# What to produce
In the listing below, copy out everything from the line containing "label: dry grass field" down to the line containing "189,204 -> 193,244", both included. Keep each line unchanged.

# Data section
____________________
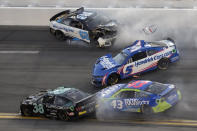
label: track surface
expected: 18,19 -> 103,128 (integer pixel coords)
0,27 -> 197,131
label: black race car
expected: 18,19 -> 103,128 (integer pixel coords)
50,7 -> 117,47
20,87 -> 95,120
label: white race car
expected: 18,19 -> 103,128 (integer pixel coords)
50,7 -> 117,47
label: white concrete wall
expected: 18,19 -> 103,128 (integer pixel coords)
0,7 -> 197,26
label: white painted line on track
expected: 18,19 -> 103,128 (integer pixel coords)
0,51 -> 40,54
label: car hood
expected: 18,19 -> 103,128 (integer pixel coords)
93,54 -> 119,76
88,20 -> 117,31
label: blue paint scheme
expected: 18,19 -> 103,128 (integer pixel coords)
92,40 -> 179,87
97,80 -> 179,112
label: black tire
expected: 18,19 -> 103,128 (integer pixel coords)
55,31 -> 65,41
49,28 -> 55,35
157,58 -> 170,70
21,106 -> 32,116
107,74 -> 119,85
57,111 -> 70,121
141,105 -> 153,116
166,37 -> 175,43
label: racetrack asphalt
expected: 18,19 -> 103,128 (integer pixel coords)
0,26 -> 197,131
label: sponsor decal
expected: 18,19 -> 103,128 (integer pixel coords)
53,24 -> 74,32
128,81 -> 149,88
135,51 -> 172,67
124,99 -> 149,106
79,30 -> 90,40
100,56 -> 116,69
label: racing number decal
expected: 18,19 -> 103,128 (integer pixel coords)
128,81 -> 148,88
111,100 -> 123,109
33,103 -> 44,114
123,65 -> 133,75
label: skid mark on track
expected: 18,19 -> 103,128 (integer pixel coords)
0,51 -> 40,54
0,113 -> 197,127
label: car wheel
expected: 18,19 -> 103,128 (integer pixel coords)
57,111 -> 70,121
55,31 -> 65,41
21,106 -> 32,116
141,106 -> 153,115
157,58 -> 169,70
107,74 -> 119,85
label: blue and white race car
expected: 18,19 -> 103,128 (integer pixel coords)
97,80 -> 181,115
92,39 -> 179,87
50,7 -> 117,47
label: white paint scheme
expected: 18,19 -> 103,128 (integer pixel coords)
0,7 -> 197,25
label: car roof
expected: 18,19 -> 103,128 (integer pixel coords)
123,80 -> 153,91
76,11 -> 97,21
122,40 -> 167,55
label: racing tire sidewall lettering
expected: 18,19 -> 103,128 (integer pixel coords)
107,73 -> 119,85
141,105 -> 153,116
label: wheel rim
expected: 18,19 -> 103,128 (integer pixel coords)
159,60 -> 169,69
23,108 -> 30,116
109,76 -> 118,85
56,32 -> 64,40
58,112 -> 69,121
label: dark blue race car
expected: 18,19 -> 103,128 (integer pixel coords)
97,80 -> 181,114
92,39 -> 179,87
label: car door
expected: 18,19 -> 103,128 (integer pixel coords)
42,95 -> 55,115
55,96 -> 74,111
67,20 -> 90,42
123,50 -> 147,77
111,89 -> 149,112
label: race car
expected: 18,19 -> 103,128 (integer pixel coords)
97,80 -> 181,115
50,7 -> 117,47
20,87 -> 94,121
92,38 -> 179,87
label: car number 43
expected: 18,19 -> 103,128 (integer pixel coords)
111,100 -> 123,109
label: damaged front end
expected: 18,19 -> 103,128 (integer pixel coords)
92,22 -> 117,47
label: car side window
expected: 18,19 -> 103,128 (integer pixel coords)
62,19 -> 71,26
147,49 -> 158,56
70,20 -> 83,29
116,91 -> 135,99
132,51 -> 147,61
43,95 -> 55,104
55,96 -> 72,106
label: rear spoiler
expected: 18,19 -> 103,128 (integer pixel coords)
50,7 -> 84,21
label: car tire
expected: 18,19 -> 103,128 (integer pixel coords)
55,31 -> 65,41
21,106 -> 32,116
157,58 -> 170,70
49,28 -> 55,35
141,105 -> 153,116
57,111 -> 70,121
107,74 -> 119,85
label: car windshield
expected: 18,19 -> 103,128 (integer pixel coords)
113,52 -> 128,64
87,15 -> 110,28
145,82 -> 167,94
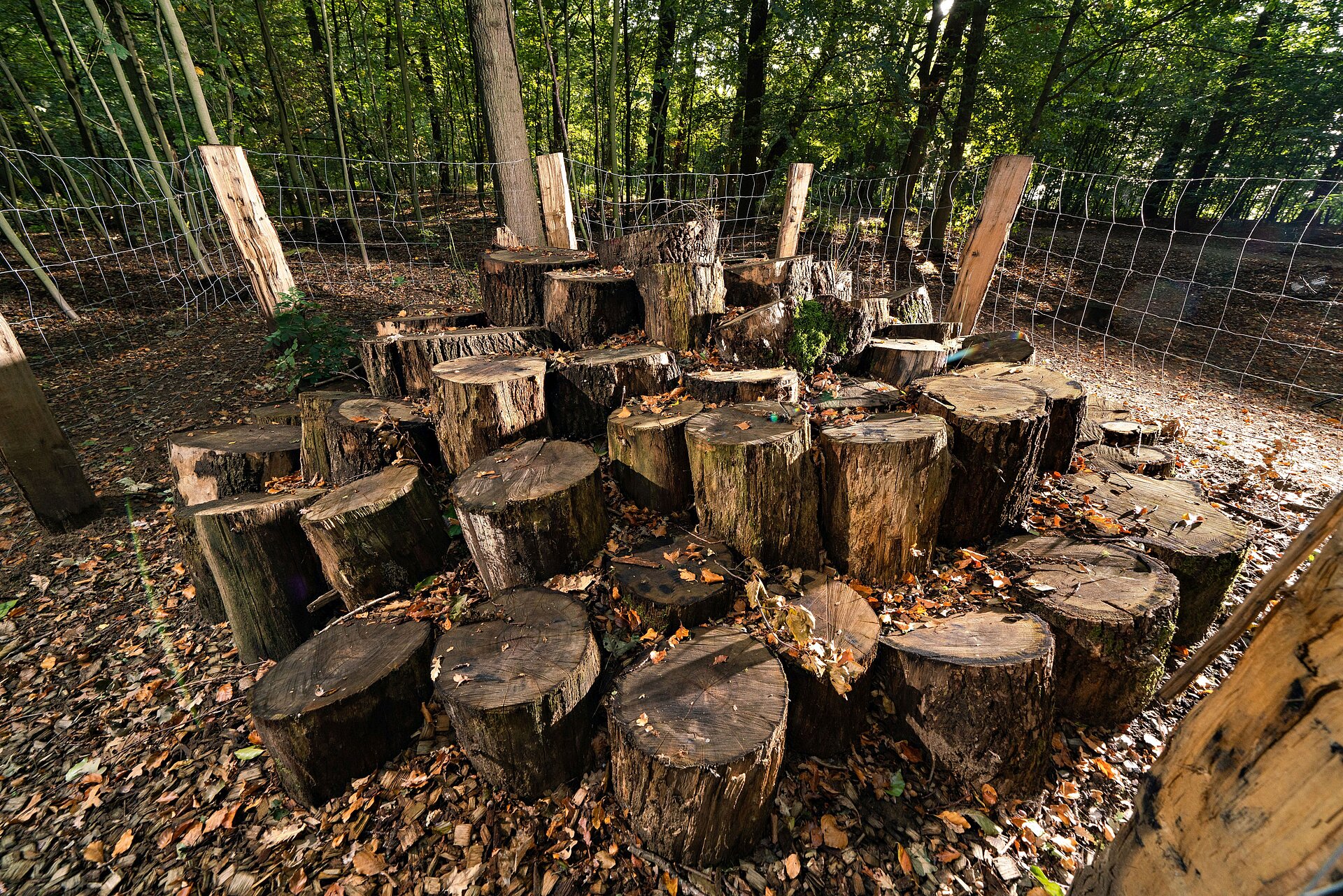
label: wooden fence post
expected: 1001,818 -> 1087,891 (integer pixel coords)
199,146 -> 294,324
774,161 -> 815,258
0,315 -> 99,532
536,152 -> 579,248
946,156 -> 1035,334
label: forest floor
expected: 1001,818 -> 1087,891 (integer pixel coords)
0,260 -> 1343,896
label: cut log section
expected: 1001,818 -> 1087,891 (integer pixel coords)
302,466 -> 453,610
634,262 -> 727,352
685,367 -> 802,404
685,401 -> 820,568
432,588 -> 602,799
819,414 -> 951,587
546,346 -> 681,436
867,339 -> 947,388
248,619 -> 434,807
781,572 -> 881,756
881,613 -> 1054,799
609,626 -> 788,867
324,397 -> 442,485
1073,473 -> 1251,643
611,534 -> 741,633
451,439 -> 606,594
606,399 -> 704,513
723,255 -> 815,308
956,362 -> 1086,473
375,311 -> 488,336
168,423 -> 302,506
191,489 -> 327,662
481,248 -> 594,327
543,269 -> 644,348
359,327 -> 557,399
916,376 -> 1049,544
434,355 -> 549,474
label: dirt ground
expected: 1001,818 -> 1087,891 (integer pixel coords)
0,241 -> 1343,896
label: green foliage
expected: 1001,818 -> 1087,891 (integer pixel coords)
266,289 -> 356,392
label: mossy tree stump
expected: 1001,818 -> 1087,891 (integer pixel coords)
881,613 -> 1054,798
685,401 -> 820,568
609,626 -> 788,867
248,619 -> 434,807
434,588 -> 602,799
606,399 -> 704,513
451,439 -> 607,594
819,414 -> 952,587
434,355 -> 549,474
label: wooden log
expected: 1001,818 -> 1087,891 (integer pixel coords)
434,588 -> 602,799
867,339 -> 947,388
609,626 -> 788,867
546,344 -> 681,436
168,423 -> 301,506
322,397 -> 442,485
606,399 -> 704,513
541,270 -> 644,348
683,367 -> 802,404
248,619 -> 434,807
434,355 -> 549,474
634,262 -> 728,352
481,248 -> 594,327
611,534 -> 741,633
723,255 -> 815,308
958,362 -> 1086,473
781,572 -> 881,756
1073,473 -> 1251,643
359,327 -> 557,400
191,489 -> 327,662
881,611 -> 1054,799
995,536 -> 1179,727
451,439 -> 607,594
819,414 -> 951,587
916,376 -> 1049,544
685,401 -> 820,568
302,466 -> 453,610
375,311 -> 489,336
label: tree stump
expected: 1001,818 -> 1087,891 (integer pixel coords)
634,262 -> 728,352
881,613 -> 1054,799
606,400 -> 704,513
451,439 -> 607,594
191,489 -> 327,662
916,376 -> 1049,544
359,327 -> 556,399
958,362 -> 1086,473
781,572 -> 881,756
683,367 -> 802,404
1073,473 -> 1251,643
322,397 -> 441,485
546,346 -> 681,436
434,355 -> 549,474
541,270 -> 644,348
819,414 -> 951,587
434,588 -> 602,799
685,401 -> 820,568
302,466 -> 453,610
481,248 -> 592,327
248,619 -> 434,807
375,311 -> 489,336
867,339 -> 947,388
168,423 -> 302,506
609,626 -> 788,867
611,534 -> 741,633
723,255 -> 815,308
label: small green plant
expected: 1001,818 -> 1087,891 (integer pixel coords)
266,289 -> 356,392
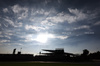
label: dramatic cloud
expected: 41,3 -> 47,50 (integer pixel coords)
0,0 -> 100,52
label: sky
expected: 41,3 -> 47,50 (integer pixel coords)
0,0 -> 100,54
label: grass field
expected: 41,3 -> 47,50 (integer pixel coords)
0,62 -> 99,66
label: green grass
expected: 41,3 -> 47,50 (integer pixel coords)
0,62 -> 95,66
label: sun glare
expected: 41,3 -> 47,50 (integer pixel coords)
35,33 -> 53,43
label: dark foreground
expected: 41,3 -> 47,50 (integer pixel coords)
0,61 -> 100,66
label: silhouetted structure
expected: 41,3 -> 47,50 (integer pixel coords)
0,48 -> 34,61
13,48 -> 16,54
35,48 -> 75,61
0,48 -> 100,62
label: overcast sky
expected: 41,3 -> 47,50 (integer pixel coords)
0,0 -> 100,54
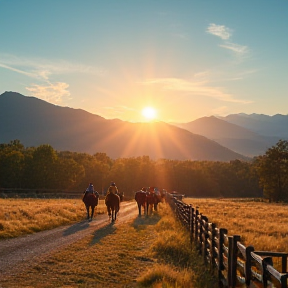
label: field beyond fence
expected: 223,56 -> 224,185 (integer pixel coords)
168,195 -> 288,288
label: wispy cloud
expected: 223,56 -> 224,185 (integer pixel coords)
219,43 -> 248,54
142,78 -> 251,104
206,23 -> 233,40
26,82 -> 70,104
206,23 -> 249,60
0,53 -> 107,104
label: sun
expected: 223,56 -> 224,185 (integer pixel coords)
142,107 -> 157,121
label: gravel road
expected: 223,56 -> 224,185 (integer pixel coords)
0,202 -> 138,276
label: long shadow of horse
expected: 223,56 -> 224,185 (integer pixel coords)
131,214 -> 161,230
90,223 -> 116,246
63,221 -> 89,236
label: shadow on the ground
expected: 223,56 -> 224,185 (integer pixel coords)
132,212 -> 161,230
90,222 -> 116,246
63,221 -> 89,236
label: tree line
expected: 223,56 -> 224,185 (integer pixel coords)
0,140 -> 288,201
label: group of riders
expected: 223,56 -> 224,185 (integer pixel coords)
84,182 -> 124,201
140,186 -> 167,198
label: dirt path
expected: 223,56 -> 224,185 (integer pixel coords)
0,202 -> 138,276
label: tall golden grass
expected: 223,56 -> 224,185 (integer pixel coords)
0,198 -> 106,239
0,200 -> 218,288
183,198 -> 288,252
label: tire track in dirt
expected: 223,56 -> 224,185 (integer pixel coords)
0,201 -> 138,276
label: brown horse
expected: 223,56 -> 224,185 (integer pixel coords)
82,192 -> 99,221
134,190 -> 146,216
105,193 -> 120,222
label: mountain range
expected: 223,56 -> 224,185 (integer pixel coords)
0,92 -> 288,161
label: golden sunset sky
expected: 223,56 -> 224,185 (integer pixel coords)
0,0 -> 288,122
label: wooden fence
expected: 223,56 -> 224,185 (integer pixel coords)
166,194 -> 288,288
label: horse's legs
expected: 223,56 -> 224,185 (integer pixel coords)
154,203 -> 158,211
86,206 -> 89,219
137,203 -> 142,216
107,207 -> 111,218
91,206 -> 95,220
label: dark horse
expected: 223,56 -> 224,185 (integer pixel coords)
105,193 -> 120,221
146,187 -> 163,215
82,192 -> 99,221
135,190 -> 147,216
146,191 -> 158,215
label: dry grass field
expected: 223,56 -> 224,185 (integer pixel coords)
183,198 -> 288,252
0,199 -> 218,288
0,198 -> 106,240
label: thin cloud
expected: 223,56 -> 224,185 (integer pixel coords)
206,23 -> 233,40
0,53 -> 107,80
142,78 -> 251,104
0,53 -> 107,104
219,43 -> 249,55
26,82 -> 70,104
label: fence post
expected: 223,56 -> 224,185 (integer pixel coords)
217,228 -> 228,282
228,235 -> 240,288
189,204 -> 193,244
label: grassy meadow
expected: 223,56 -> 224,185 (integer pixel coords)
183,198 -> 288,252
0,199 -> 218,288
0,198 -> 106,240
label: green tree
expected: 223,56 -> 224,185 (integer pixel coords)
255,140 -> 288,202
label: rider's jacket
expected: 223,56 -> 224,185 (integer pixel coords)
107,186 -> 118,194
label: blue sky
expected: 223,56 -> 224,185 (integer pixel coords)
0,0 -> 288,122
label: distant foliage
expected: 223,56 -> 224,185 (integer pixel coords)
255,140 -> 288,202
0,140 -> 262,199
____________________
# Response to the exercise
label: dry grass field
expected: 223,56 -> 224,185 (integer pixel coords)
183,198 -> 288,252
0,199 -> 218,288
0,198 -> 106,240
label: thin cloud
expected: 223,56 -> 224,185 (integer pixel coords)
206,23 -> 233,40
0,53 -> 107,80
142,78 -> 251,104
0,53 -> 107,104
219,43 -> 249,55
26,82 -> 70,104
label: fence post
expected: 223,56 -> 224,185 (integer pixel coords)
217,228 -> 228,282
228,235 -> 240,288
189,204 -> 193,244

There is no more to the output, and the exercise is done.